» **Written problem**
Copy out every one of these rows word for word, but omit the pictures from your answer.

───── Data lines ─────

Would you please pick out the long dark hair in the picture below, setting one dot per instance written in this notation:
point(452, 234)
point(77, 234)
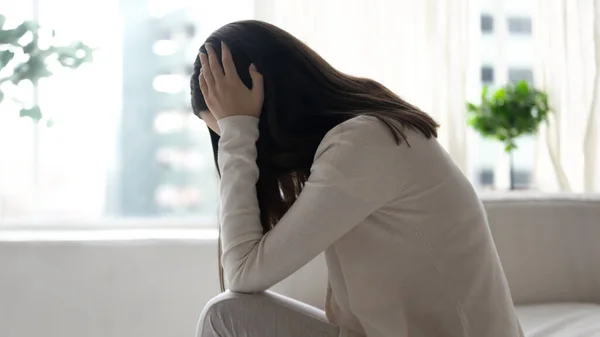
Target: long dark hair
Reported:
point(305, 97)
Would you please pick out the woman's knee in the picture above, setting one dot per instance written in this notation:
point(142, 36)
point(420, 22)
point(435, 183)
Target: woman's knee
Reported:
point(222, 314)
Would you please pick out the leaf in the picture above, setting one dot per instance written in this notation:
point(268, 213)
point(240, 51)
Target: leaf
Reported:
point(509, 112)
point(5, 57)
point(34, 113)
point(30, 47)
point(472, 107)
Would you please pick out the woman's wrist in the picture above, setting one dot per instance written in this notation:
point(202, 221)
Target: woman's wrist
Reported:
point(238, 124)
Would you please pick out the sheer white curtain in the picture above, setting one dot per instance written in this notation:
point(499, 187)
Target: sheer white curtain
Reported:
point(418, 49)
point(567, 47)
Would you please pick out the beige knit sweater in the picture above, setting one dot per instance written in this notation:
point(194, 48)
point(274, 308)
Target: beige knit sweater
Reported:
point(406, 239)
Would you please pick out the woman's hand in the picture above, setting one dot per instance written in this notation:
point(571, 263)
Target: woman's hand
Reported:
point(224, 92)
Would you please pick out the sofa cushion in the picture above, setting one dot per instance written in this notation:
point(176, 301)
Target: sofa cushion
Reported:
point(548, 245)
point(560, 320)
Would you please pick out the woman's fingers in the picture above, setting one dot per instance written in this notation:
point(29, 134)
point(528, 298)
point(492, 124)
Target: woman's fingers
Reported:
point(227, 60)
point(213, 62)
point(203, 85)
point(206, 71)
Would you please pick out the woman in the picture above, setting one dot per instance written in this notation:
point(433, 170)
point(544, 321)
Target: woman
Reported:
point(312, 160)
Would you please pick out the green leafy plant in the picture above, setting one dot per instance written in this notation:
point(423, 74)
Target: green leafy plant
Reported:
point(508, 113)
point(29, 61)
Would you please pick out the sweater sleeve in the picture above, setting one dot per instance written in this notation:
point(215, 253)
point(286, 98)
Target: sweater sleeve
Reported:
point(353, 174)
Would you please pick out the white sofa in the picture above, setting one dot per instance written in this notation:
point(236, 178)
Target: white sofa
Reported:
point(549, 246)
point(141, 283)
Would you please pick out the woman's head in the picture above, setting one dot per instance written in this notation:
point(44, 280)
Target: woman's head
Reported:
point(305, 97)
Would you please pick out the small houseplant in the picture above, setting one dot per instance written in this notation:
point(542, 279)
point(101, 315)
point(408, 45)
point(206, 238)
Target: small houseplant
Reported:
point(508, 113)
point(23, 58)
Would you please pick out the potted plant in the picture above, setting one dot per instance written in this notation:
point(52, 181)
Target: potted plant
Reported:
point(22, 58)
point(509, 113)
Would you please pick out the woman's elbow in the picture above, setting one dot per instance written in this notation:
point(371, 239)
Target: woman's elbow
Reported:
point(239, 283)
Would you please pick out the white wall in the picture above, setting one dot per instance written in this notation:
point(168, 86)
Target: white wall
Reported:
point(116, 287)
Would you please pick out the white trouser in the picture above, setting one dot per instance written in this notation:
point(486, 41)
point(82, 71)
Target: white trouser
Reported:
point(262, 315)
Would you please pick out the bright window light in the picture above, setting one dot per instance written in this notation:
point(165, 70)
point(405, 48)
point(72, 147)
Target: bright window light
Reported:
point(170, 84)
point(164, 47)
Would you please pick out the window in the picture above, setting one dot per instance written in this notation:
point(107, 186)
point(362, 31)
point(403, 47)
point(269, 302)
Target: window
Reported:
point(510, 51)
point(127, 145)
point(519, 25)
point(487, 23)
point(520, 74)
point(487, 75)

─────

» **Correct result**
Would you please pick out the long dark hair in the picture below, setting one dot per instance written in this notation:
point(452, 234)
point(77, 234)
Target: long dark hair
Reported:
point(305, 97)
Would you please pick out the woman's knee in the picture above, setting one dot per instance written in this notation:
point(142, 36)
point(420, 22)
point(435, 183)
Target: woman's knee
Reported:
point(222, 314)
Would you please pick out the leaf in the picture above, setting one dot per instance written in this notation:
point(268, 213)
point(240, 51)
Target: leaf
Reported:
point(509, 112)
point(5, 57)
point(34, 113)
point(30, 47)
point(472, 107)
Would you please pick out the woman's wrist in the picture above, setting one dot per instance written in this notation:
point(202, 221)
Target: woman's wrist
Reported:
point(238, 124)
Would you please pick out the sheer white curtain in the picture above, setting one dot per instance written in this notation:
point(499, 187)
Target: sheer white curtain
Reported:
point(418, 49)
point(567, 47)
Would you please pick out the beige knit sweater in the picture above, setting one dot per instance written in this notation:
point(194, 48)
point(274, 308)
Target: beige knit sweater
Reported:
point(406, 239)
Would you please pick out the woman's hand in the picture above, setting one dot per instance written in this notation:
point(571, 263)
Target: woman's hand
Reported:
point(224, 92)
Would you please pick out the sofa cushion in the picture above, setting one dot per instance written in this notation:
point(176, 301)
Target: sofa cushion
Reported:
point(548, 245)
point(560, 320)
Would you please pick out the woman's fingers in the picture above, setting one dot per instance written in this notation:
point(29, 134)
point(528, 298)
point(492, 124)
Target: woman's fingers
Reported:
point(227, 60)
point(213, 62)
point(203, 85)
point(206, 71)
Would you please pick out the woman in the picture above, setting one dot per instance written in this notation:
point(433, 170)
point(544, 321)
Target: woman
Reported:
point(312, 160)
Would you please pick out the green leafy plant in the picture above, setting one dot per instance written in this notation:
point(423, 74)
Target: green leafy plant
Reported:
point(508, 113)
point(29, 61)
Would you please pick out the sweater sleeve in the picture above, setting one dot per instance written in this notation:
point(215, 253)
point(286, 98)
Target: sweater sleeve
Reported:
point(353, 174)
Would you please pick out the white sofa in the picture above, setting one dot per instance written in this notation:
point(236, 178)
Target: white sofa
Reported:
point(549, 246)
point(141, 283)
Would you please pick out the woman's head in the picture above, setting one dot per instance written in this notation:
point(44, 280)
Target: woman's head
Reported:
point(305, 97)
Would you please pick out the small houseplant in the picture above, setting one dot per instance written in this notation:
point(542, 279)
point(101, 315)
point(408, 45)
point(206, 238)
Target: small houseplant
Reported:
point(508, 113)
point(23, 58)
Would you please pick out the potted plant in the picture above, setting one dot per instance written in this notation:
point(52, 181)
Target: potted plant
Reported:
point(22, 58)
point(509, 113)
Would you please pick out the woman's elbow in the picture above, setting one dot per instance written in this notation:
point(371, 239)
Target: woman's elbow
Reported:
point(239, 283)
Would you please pick out the white wall in the picture above, setting one dot per instance written in this notation:
point(168, 86)
Target: white wall
Reported:
point(116, 287)
Would you please pick out the white trouser in the picture above, setting one dot per instance written in this notation:
point(486, 41)
point(82, 71)
Target: white trouser
Reported:
point(262, 315)
Would you please pick out the bright window light in the picture above, setting one dot per instance written in this notation:
point(165, 70)
point(405, 48)
point(72, 147)
Target: bright window light
Reported:
point(170, 84)
point(164, 47)
Would you please pick out the window in the picture above, setting one dot per instance written in this notation:
point(107, 186)
point(362, 31)
point(403, 47)
point(269, 302)
Target: window
Reported:
point(510, 51)
point(127, 145)
point(519, 25)
point(487, 23)
point(520, 74)
point(487, 75)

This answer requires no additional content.